• _ЗАДАНИЯ_
1 > Какую формулировку отрывок называет порочной?
2 > Выпишите из отрывка дословно фрагмент от слов «Есть даже такая» до слов «наших национальных интересов.».

• _ОТРЫВОК_
=======
Есть даже такая порочная формулировка: нам, мол, нужно "прислониться к Западу". Как будто мы сами не стоим на ногах, а наш национальный позвоночник состоит не из костей, а из желе, так что мы вот-вот упадем. Эта позиция отражает несамостоятельность и полное отсутствие веры в себя и свою страну у части российской политической элиты. Более того: эта установка на деле ведет нас к отходу от наших национальных интересов.
И еще одно, что вызывает большие сомнения. А кто вообще сказал, что после внешнеполитических уступок с нашей стороны в большем объеме, чем сейчас, Запад будет модернизировать и развивать нашу экономику? Почему мы считаем, что он начнет делать крупные вливания в российскую промышленность и передавать нам высокие технологии? Для того, чтобы это произошло, у нас должны быть 100 %-ные гарантии прав собственности. У нас должны быть исключены ситуации, когда адвокаты крупных западных корпораций умирают в СИЗО. У нас должно быть исключено рейдерство, а также случаи, когда закон получает обратную силу. Не говоря уже о том, что у нас не должно быть судебных решений, продиктованных интересами каких-то групп или кланов в ущерб существу вопроса. Об этом всем говорит наш президент, но особых успехов в борьбе с коррупцией, которая разъедает наше общество и экономику, пока не видно. Если же здесь успехи будут, то Запад начнет инвестировать в экономику РФ и без всяких крупных внешнеполитических уступок с нашей стороны. А вот если мы надеемся, ничего не меняя внутри страны, купить у Запада модернизацию за счет внешнеполитических уступок, то это совершенно неправильный расчет.
=======
• _Сохранённые записи данных_
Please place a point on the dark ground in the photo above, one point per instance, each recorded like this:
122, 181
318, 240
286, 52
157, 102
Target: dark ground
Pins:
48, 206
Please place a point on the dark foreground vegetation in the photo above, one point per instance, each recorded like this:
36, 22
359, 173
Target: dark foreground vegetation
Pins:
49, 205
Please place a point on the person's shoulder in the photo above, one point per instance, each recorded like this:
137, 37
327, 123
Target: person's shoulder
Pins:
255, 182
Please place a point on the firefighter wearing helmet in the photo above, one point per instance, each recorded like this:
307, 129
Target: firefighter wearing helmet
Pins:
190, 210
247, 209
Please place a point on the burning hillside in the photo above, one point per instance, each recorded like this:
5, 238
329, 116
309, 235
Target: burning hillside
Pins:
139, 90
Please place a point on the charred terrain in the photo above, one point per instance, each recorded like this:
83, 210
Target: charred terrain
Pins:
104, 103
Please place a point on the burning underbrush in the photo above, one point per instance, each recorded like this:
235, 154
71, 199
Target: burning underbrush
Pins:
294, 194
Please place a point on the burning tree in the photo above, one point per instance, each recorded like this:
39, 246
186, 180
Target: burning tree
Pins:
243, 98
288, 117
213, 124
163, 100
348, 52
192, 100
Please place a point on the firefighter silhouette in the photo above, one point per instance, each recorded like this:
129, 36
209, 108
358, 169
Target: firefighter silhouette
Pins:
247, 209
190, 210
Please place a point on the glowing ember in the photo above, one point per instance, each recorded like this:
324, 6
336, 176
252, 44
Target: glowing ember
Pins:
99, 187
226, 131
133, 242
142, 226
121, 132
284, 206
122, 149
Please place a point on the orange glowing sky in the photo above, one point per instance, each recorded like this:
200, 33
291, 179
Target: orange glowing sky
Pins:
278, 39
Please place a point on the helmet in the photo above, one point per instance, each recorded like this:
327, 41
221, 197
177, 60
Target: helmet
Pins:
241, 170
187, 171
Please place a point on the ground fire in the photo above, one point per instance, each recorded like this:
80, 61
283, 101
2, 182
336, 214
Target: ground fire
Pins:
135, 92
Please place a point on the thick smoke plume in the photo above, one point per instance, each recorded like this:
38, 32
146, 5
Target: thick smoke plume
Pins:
=======
• _ОТВЕТЫ_
1 > Что нам нужно «прислониться к Западу».

2 >
Есть даже такая порочная формулировка: нам, мол, нужно "прислониться к Западу". Как будто мы сами не стоим на ногах, а наш национальный позвоночник состоит не из костей, а из желе, так что мы вот-вот упадем. Эта позиция отражает несамостоятельность и полное отсутствие веры в себя и свою страну у части российской политической элиты. Более того: эта установка на деле ведет нас к отходу от наших национальных интересов.